**Stated problem:** Under this task are some entries; return every one of them exactly.

**Listing:**
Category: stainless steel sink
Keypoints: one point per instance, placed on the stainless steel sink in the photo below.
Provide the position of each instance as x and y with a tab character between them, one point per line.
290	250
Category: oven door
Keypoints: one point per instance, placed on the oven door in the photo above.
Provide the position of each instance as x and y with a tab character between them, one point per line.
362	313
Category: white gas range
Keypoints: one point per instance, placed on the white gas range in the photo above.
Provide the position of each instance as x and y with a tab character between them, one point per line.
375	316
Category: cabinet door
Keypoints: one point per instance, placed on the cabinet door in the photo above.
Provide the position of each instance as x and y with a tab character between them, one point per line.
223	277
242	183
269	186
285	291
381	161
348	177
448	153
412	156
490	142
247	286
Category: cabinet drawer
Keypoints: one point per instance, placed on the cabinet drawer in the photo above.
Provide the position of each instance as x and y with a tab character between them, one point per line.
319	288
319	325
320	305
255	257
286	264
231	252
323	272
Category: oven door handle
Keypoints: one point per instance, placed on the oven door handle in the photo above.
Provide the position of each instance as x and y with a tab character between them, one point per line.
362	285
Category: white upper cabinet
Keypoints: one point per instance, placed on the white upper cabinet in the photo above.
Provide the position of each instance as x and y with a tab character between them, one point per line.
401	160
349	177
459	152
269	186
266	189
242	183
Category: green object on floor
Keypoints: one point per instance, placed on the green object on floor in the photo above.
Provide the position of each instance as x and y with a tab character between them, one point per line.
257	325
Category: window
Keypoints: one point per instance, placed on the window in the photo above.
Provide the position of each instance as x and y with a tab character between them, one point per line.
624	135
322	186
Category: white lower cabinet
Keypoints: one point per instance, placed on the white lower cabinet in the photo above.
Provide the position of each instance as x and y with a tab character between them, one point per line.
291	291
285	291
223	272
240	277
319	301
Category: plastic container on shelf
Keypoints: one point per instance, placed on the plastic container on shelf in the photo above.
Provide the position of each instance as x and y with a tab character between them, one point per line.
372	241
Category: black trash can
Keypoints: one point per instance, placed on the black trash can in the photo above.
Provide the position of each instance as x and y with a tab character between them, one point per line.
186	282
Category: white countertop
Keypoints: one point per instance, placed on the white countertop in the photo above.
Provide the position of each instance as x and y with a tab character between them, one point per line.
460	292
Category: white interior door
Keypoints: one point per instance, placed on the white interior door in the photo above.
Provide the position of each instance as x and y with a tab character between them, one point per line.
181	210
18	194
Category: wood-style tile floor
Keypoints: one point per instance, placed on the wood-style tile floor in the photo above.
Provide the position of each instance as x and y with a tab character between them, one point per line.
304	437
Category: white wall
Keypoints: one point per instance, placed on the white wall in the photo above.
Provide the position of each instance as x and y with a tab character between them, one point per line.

**Answer:**
Category: stainless steel sink
Keypoints: one point per instance, placed on the stainless steel sink in the photo below.
Provide the position of each instance as x and y with a tab character between them, one point per line.
290	250
Category: oven door
Keypoints: one point per instance, placed on the oven door in the photo above.
Provide the position of each instance as x and y with a tab character between them, one point per line.
362	313
Category: white gas range
Keypoints: one point per instance, placed on the white gas range in the photo above.
Provide the position of each instance as x and y with a tab character between them, one point per line.
375	316
Category: cabinet door
Keypoints: one point per instance, placed on the cabinet door in the photo above.
Provide the position of each instance as x and y with a tab character between them, one point per line.
223	277
242	183
269	186
285	291
381	161
348	177
448	153
412	156
490	142
247	286
Category: cabinet drawer
Keypoints: one point per instance, placed on the cabinet drawer in the photo above.
Provide the position of each instance as x and y with a tab character between them, one point per line.
319	288
319	325
320	305
255	257
286	264
231	252
323	272
Category: oven door handle
Keypoints: one point per instance, placed on the oven door handle in the photo above.
Provide the position of each instance as x and y with a tab character between them, one point per line.
362	285
Category: white upper cabinet
Keypoints: one point per instance, placed on the white upper cabinet in the photo above.
Provide the position of each instance as x and y with a tab character between them, one point per line.
401	160
349	177
459	152
269	186
266	189
242	183
Category: green object on floor
Keypoints: one point per instance, placed on the green object on floor in the photo above.
Provide the position of each instance as x and y with a tab character between them, one point per line.
257	325
Category: window
Keypoints: one point per instance, placed on the window in the photo above.
Provide the position of each instance as x and y with a tab character between them, one point per line.
624	135
322	186
Category: white lower cabinet
Keypoints: one point per instance, placed on the white lower cabinet in the photo above.
Provide the position of each instance as x and y with a tab character between them, one point per line.
291	291
285	291
223	272
240	277
319	301
Category: plastic container on shelf
Keypoints: one point per instance, placed on the plastic container on shelf in the photo above.
Provide the position of each instance as x and y with a tab character between them, one point per line.
372	241
Category: black trash can
Keypoints: one point per instance, placed on the black trash can in the photo above.
Provide the position of each instance as x and y with a tab character between them, one point per line.
186	282
Category: white countertop
Keypoints: one point per instance, placed on the white countertop in the photo above.
Provide the position of each instance as x and y with a tab character between them, one point per line.
460	292
Category: white interior door
Keypoints: one point per instance, placed on the white interior door in the photo above.
Provide the position of each instance as x and y with a tab character between them, one point per line.
181	210
18	194
Category: wood-style tile floor
Keypoints: one point per instance, placed on the wood-style tile floor in the photo above.
Provide the position of each instance as x and y with a tab character between them, one point per line.
304	437
Category: white wall
Keypoints: one point per instance, placed on the white wall in the photo above.
Provide the position of each instance as x and y with a tab character between them, one point per line.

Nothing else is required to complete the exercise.